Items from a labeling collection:
▼▼▼

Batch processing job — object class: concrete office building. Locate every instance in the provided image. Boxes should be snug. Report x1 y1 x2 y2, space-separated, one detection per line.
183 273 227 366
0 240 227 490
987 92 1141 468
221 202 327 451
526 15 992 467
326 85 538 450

▲▲▲

> **Exercise brief**
Rewrite the rows with "snug" changed to "tight" wherever it occurs, and leave everything else unchanged.

> **Exercise solution**
Batch processing job — object class: concrete office building. Locate every instance in the provided image. Boxes should be tight. Report x1 y1 x2 y2, space-separated, one detection per line.
183 273 227 366
0 240 227 490
987 92 1141 468
221 202 327 451
526 15 992 467
326 85 538 450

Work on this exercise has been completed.